Excerpts from location labeling data
** BEGIN **
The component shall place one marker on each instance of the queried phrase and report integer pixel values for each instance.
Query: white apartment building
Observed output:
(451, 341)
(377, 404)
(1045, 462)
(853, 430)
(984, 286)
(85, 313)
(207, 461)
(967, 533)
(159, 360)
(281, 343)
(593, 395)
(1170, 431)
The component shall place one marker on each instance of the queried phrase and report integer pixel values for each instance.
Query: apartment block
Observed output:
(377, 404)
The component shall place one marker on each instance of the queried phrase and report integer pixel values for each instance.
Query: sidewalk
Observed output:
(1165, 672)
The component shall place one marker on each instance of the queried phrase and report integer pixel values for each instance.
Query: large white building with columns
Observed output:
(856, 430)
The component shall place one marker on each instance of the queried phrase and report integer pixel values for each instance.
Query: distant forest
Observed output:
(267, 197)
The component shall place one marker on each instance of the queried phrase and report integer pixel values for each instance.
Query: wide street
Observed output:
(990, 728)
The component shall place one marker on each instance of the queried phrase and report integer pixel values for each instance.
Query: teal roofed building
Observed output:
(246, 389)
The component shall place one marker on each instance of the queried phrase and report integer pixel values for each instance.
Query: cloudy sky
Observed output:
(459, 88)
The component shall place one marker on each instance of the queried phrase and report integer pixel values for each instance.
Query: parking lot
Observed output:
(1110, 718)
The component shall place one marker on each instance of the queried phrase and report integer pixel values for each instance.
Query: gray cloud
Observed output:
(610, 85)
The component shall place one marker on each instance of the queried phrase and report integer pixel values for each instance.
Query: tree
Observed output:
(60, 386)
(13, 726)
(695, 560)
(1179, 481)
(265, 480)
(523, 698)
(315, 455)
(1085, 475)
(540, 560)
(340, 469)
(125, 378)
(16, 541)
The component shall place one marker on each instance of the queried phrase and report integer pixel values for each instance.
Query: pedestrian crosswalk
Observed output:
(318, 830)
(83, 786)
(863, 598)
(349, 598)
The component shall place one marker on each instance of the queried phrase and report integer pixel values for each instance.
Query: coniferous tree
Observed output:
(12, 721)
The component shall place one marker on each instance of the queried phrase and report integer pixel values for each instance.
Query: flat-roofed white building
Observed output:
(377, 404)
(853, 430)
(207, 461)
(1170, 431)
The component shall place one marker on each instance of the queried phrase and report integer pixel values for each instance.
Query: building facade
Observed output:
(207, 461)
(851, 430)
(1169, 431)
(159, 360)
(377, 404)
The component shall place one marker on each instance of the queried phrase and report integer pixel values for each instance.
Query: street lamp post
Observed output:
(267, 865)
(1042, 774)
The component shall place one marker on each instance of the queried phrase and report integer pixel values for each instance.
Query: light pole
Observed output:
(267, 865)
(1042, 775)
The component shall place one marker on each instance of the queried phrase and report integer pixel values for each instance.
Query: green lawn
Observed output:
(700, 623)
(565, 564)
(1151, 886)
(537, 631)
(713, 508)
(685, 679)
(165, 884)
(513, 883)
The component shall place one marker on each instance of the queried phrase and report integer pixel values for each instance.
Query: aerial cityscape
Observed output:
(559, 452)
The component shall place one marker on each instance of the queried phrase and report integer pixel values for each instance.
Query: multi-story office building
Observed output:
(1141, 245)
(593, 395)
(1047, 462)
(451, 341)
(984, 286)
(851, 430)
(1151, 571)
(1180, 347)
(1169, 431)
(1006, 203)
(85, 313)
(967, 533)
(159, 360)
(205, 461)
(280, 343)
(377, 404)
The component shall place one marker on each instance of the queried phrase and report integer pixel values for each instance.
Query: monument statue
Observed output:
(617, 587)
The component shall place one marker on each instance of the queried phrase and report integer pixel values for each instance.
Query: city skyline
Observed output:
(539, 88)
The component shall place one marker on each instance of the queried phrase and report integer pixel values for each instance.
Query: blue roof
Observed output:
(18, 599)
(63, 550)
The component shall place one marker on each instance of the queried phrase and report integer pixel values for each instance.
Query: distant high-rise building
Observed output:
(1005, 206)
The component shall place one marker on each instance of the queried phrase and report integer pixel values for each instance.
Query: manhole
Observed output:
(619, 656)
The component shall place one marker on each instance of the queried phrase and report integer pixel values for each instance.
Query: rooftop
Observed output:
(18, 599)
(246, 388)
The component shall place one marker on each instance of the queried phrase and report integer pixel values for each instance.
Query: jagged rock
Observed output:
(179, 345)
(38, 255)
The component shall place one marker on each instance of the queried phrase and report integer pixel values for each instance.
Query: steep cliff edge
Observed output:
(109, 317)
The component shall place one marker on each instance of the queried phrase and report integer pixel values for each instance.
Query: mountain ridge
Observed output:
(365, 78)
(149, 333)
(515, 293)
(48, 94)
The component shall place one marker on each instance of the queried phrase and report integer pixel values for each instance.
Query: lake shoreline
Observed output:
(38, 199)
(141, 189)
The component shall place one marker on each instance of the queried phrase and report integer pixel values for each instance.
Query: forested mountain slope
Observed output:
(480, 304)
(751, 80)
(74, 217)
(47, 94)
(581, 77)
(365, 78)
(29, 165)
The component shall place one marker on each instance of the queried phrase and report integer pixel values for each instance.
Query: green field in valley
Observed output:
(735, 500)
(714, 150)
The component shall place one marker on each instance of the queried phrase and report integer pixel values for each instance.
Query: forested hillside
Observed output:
** END **
WHAT IS NEEDED: List each line in the records above that contains the word "street".

EXPECTED ANSWER:
Query: wide street
Query: street lamp post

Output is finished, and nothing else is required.